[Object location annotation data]
┌──
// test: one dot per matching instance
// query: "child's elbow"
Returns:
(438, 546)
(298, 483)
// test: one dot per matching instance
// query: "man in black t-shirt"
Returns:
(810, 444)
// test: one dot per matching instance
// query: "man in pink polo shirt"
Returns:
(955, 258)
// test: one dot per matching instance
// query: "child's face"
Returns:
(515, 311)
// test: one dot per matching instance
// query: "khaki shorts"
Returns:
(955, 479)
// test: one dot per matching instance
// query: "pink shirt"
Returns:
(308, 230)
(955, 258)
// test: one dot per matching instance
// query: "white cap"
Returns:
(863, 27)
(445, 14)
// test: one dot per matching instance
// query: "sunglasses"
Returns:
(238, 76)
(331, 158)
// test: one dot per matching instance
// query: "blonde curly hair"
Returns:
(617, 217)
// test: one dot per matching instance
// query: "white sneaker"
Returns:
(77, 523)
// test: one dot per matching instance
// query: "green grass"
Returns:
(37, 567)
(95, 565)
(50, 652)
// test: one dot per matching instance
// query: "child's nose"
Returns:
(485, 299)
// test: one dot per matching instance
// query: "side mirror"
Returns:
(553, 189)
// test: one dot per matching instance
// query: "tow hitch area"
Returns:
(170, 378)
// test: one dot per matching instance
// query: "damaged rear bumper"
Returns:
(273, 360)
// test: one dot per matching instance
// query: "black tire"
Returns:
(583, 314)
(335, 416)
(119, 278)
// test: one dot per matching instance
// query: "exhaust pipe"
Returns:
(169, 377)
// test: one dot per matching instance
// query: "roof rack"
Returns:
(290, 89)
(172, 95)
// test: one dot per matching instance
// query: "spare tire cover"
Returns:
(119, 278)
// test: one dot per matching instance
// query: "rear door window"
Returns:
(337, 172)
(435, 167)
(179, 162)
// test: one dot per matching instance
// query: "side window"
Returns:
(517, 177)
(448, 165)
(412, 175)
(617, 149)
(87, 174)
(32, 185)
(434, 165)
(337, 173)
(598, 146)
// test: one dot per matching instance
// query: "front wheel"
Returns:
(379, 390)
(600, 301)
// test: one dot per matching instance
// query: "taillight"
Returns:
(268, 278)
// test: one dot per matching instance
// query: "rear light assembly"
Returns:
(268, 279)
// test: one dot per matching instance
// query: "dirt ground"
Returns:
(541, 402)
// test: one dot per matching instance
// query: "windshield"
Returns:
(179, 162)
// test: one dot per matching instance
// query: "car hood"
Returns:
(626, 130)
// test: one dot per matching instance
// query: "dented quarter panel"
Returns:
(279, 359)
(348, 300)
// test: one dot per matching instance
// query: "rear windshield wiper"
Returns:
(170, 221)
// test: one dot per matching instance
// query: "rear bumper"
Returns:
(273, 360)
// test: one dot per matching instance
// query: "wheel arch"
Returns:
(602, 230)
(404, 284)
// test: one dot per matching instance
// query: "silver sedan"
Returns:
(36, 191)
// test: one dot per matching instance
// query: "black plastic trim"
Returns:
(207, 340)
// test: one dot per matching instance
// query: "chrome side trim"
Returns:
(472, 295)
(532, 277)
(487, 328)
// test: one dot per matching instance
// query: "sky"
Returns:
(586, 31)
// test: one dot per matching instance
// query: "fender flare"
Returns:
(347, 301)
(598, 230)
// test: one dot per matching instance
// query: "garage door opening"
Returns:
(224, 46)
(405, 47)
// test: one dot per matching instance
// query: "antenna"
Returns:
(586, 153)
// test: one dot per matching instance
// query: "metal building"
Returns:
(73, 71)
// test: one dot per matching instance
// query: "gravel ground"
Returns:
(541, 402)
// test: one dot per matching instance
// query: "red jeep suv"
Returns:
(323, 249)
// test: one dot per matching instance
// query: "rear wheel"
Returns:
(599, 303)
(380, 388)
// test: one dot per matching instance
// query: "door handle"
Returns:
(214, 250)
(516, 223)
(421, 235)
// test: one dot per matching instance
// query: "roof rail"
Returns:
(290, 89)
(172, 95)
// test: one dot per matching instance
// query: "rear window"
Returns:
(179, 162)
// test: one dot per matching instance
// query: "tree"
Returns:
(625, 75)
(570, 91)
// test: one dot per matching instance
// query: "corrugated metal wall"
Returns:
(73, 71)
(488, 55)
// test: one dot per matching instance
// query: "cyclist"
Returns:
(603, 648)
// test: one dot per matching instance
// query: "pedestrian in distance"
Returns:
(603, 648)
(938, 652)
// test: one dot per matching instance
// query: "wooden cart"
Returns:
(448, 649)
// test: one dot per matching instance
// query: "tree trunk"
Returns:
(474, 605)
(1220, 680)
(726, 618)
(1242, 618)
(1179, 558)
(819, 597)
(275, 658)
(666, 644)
└──
Pull out every line of the material above that contains the word "pink".

- [Exercise solution]
// query: "man in pink polo shirt"
// query: "pink shirt"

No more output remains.